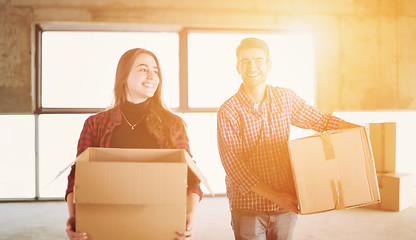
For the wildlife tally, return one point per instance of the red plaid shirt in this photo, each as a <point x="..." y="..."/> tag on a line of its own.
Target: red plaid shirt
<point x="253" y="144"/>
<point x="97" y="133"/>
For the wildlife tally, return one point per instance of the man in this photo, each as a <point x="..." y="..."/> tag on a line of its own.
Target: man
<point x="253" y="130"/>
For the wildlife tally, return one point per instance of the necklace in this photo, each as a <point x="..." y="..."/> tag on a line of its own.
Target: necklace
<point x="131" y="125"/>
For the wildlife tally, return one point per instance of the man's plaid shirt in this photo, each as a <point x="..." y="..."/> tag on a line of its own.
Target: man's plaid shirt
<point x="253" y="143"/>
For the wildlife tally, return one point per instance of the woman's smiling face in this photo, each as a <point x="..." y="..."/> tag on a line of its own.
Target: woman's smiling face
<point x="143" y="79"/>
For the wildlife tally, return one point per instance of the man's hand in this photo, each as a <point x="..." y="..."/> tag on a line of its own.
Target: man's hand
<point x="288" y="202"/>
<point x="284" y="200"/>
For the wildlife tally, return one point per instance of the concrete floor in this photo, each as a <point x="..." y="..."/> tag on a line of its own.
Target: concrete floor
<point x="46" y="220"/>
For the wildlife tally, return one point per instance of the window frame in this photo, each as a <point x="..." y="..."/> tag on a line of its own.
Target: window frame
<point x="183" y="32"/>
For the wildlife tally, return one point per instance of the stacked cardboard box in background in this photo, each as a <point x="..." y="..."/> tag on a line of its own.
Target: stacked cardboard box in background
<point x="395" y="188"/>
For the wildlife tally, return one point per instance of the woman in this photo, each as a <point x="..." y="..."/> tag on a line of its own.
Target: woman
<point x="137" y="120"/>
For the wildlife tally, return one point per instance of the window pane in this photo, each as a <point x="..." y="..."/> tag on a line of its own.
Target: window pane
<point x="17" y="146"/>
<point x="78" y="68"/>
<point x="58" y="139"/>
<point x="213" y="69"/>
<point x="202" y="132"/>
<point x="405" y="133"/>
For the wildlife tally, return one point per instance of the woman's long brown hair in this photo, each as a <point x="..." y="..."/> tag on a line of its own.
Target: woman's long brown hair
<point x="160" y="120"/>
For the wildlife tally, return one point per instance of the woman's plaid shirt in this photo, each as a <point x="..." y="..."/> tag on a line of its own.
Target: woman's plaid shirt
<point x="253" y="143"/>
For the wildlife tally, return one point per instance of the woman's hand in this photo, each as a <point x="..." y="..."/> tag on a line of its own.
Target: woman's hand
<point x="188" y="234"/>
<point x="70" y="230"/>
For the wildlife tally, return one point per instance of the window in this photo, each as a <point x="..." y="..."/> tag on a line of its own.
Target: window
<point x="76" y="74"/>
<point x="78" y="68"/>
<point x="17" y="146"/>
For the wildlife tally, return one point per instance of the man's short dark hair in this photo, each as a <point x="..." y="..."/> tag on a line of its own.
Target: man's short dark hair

## WHAT TO WORK ON
Exactly and exclusively, repeat the lines from the line that contains "of the concrete" through the end of the records, both ends included.

## FINISHED ANSWER
For the wildlife tally, return one point per instance of the concrete floor in this photo, each as a <point x="..." y="..."/> tag on a line of its own.
Target: concrete floor
<point x="46" y="220"/>
For the wildlife tally, return one point per instance of the window frame in this photo, each as a <point x="..." y="..."/> tag on a line of its own.
Target: window frame
<point x="183" y="32"/>
For the wildlife tally, return one point per instance of the stacked cardboard box in background in this photo, each as a <point x="..." y="..."/> tag on a line of its own.
Target: stacked cardboard box in background
<point x="395" y="188"/>
For the wildlife tally, return one point per instance of the woman in this photo, each as a <point x="..." y="..."/> tag on a line of its own.
Target: woman
<point x="137" y="120"/>
For the wildlife tally, return one point per instance of the window pane in this photo, each as a <point x="..." y="..."/> tag on a line of its own.
Target: window pane
<point x="17" y="146"/>
<point x="78" y="68"/>
<point x="58" y="139"/>
<point x="213" y="69"/>
<point x="202" y="132"/>
<point x="405" y="133"/>
For the wildlife tally, return one point per instance of the woman's long brown hair in this photo, each as a <point x="..." y="..."/> tag on a line of its own.
Target: woman's long brown hair
<point x="160" y="120"/>
For the wildlife tally, return one point per instance of the woman's plaid shirt in this photo, each as a <point x="..." y="..."/> tag on a line of its own.
Target: woman's plaid shirt
<point x="253" y="143"/>
For the wildlife tally, return one point per instance of the woman's hand in this photo, each as a <point x="..." y="..."/> tag on a line of its own.
Target: woman's hand
<point x="188" y="234"/>
<point x="70" y="230"/>
For the wildlife tally, return one point per instance of the window in this photo, each as a <point x="..." y="..."/> tag on a line of its own.
Target: window
<point x="76" y="74"/>
<point x="78" y="68"/>
<point x="17" y="146"/>
For the wildlife tally, return one point per instance of the man's short dark hair in this photo, each as a <point x="..." y="..."/> tag on a line of its own.
Target: man's short dark hair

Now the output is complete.